- **PASSAGE TO READ**
● ● ●
But it just lead to students being ticked due to the fact that a letter written by a student about being bullied led to us having to go to weekly educational meetings on not terrorizing students.

Which led to comments of, “Everyone wants to kill themselves here, he wasn’t special.”

Which I cannot deny because a lot of us went to Generose (a psychiatric building owned by the Mayo Clinic).

There’s always been a sort of pecking order at Stewartville, where Mayo kids can do a lot of things that they enjoy doing and terrorize other students. Then farm kids can kinda terrorize other students, and everyone else just sorta had to take it.

Because though it was never outwardly said, people knew whether they had more money than you.

“But Bethany,” you say, “You went there two years ago! How can you be so certain that this could still be a problem?”

I have a friend (a best friend) whose siblings go there still. She lives on this campus.

Also, I’m not dumb enough to believe that an area with a large class divide like Stewartville, Minnesota, could resolve its issues in two years.

But let me disclose: I am biased.

I did online school instead of going to Stewartville High School my freshman year, mainly because I got beaten up at a public pool the summer before and could hardly say the name Stewartville without crying. I went back to Stewartville my sophomore, junior and senior years. During that time, I still got beaten up and was often sent home to my mother because I was inconsolable.

My high school life would have been way better if I was just awesome at fighting.

I had the following exchange with a counselor hired by the school when I was a junior, and I often think about it:

Counselor: You know, several great people have been bullied, Bethany. This may feel like it, but I assure you that this is not the end of the world.

Me: A lot of people who have been bullied have also killed themselves.

Counselor: Are you planning to kill yourself?

Me: No?

Which just supports the idea that this administration knew there was a problem and just didn’t do anything about it.

Also, she gave me a book called "Queen Bees and Wannabes," which she said might really ground my situation? My mother was absolutely furious because she felt that actually confronting students about bullying her child might have worked better.

Also, not as good of a book as it sounds.

I think of all that - just the fact that bullying has been such a problem for Stewartville High School in the past and how much of it stems from the fact that people think less of you if your parents don’t work for the Mayo Clinic - and I just feel horrible.

Because they are throwing away kids’ lunches in an environment in which students have tried to kill themselves in the bathrooms.

I think about being told that I “ain’t worth nothing,” and the way that they would describe my mother as "just an immigrant" (pronounced closer to the word ingrate, to really rub the salt in the wound) that was trying to take “everything that wasn’t hers.”

And I think about how much worse it would have been if they had thrown my lunch in a bucket and replaced it with either a tuna sandwich or a PB&J.

Because nothing helps bullying more in an environment of class divide than really making sure that someone has a visible symbol of poverty.

The saddest part is that it’s not the Mayo Clinic’s fault.

The Mayo Clinic provides benefits for its employees that really are amazing and great, and you can tell they care about these people.

It’s the choice of students to take advantage of these benefits and the social net they create in ways that harm others.

It’s the choice of administration to do nothing when teachers send said students to the office for calling others names.

Administration makes the active decision to look at a student who has decided to tell another that, “Your hair is too puffy, and your nose looks like a penis, Lovejoy.” And do nothing.

The administration made the choice to make a tuna sandwich a scarlet letter.

Maybe this would work somewhere else. Maybe students wouldn’t treat others like a second-class citizen.

But as I imagine how it would feel to have my lunch thrown away and what students would do in reaction, I think about sitting in that office waiting for my mother to come pick me up; Crying about things that couldn’t be fixed today and wouldn’t change tomorrow.
● ● ●
(Point-per-instance location data)
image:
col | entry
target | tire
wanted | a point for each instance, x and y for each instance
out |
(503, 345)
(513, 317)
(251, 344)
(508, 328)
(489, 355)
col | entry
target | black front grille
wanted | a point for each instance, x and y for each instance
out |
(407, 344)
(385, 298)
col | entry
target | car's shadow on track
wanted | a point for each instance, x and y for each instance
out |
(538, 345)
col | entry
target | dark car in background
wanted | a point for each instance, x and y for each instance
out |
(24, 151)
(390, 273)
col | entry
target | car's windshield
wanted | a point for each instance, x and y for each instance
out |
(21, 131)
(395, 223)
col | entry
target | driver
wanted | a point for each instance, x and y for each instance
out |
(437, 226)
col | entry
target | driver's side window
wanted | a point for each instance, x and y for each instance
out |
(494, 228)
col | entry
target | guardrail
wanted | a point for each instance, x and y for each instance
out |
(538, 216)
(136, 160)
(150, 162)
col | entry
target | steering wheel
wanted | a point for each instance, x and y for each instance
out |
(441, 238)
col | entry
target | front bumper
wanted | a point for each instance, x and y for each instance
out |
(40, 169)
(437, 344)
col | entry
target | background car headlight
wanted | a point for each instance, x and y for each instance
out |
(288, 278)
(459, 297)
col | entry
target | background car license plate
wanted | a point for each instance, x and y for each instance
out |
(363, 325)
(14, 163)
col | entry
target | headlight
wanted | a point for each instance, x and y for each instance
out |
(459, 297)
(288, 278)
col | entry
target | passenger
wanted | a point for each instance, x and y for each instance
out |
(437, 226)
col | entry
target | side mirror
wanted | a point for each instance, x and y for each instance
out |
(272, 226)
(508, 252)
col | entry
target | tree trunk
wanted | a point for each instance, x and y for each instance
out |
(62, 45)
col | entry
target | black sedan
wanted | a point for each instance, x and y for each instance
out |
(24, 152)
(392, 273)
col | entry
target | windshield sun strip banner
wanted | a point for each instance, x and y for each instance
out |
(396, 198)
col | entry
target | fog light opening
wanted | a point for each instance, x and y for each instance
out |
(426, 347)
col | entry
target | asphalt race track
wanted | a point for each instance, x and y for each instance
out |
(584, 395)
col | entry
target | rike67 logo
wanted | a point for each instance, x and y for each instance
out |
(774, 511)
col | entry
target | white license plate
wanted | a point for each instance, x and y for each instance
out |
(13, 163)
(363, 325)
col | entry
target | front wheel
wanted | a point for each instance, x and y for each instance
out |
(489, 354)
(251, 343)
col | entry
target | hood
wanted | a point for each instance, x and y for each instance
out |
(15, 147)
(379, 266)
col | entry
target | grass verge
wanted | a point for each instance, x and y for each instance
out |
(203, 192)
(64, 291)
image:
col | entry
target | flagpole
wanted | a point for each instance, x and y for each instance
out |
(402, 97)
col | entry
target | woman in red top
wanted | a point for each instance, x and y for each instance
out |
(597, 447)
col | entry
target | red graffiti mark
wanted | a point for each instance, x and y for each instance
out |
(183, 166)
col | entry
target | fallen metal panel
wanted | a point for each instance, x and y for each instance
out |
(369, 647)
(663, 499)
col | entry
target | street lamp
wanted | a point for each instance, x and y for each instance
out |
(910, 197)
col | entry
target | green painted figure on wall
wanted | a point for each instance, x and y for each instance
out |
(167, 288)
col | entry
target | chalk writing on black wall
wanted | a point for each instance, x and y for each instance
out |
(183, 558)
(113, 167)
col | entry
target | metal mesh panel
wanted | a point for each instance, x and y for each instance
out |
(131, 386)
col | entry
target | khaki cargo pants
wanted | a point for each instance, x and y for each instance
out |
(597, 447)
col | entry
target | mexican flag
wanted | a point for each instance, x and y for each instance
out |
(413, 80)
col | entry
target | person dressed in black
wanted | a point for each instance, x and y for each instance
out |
● ● ●
- **WHAT THE TASK ASKS**
Repeat word for word the stretch of the essay on bullying at Stewartville High School from "The Mayo Clinic provides" through "a second-class citizen.".

- **THE COMPLETED TASK**
The Mayo Clinic provides benefits for its employees that really are amazing and great, and you can tell they care about these people.

It’s the choice of students to take advantage of these benefits and the social net they create in ways that harm others.

It’s the choice of administration to do nothing when teachers send said students to the office for calling others names.

Administration makes the active decision to look at a student who has decided to tell another that, “Your hair is too puffy, and your nose looks like a penis, Lovejoy.” And do nothing.

The administration made the choice to make a tuna sandwich a scarlet letter.

Maybe this would work somewhere else. Maybe students wouldn’t treat others like a second-class citizen.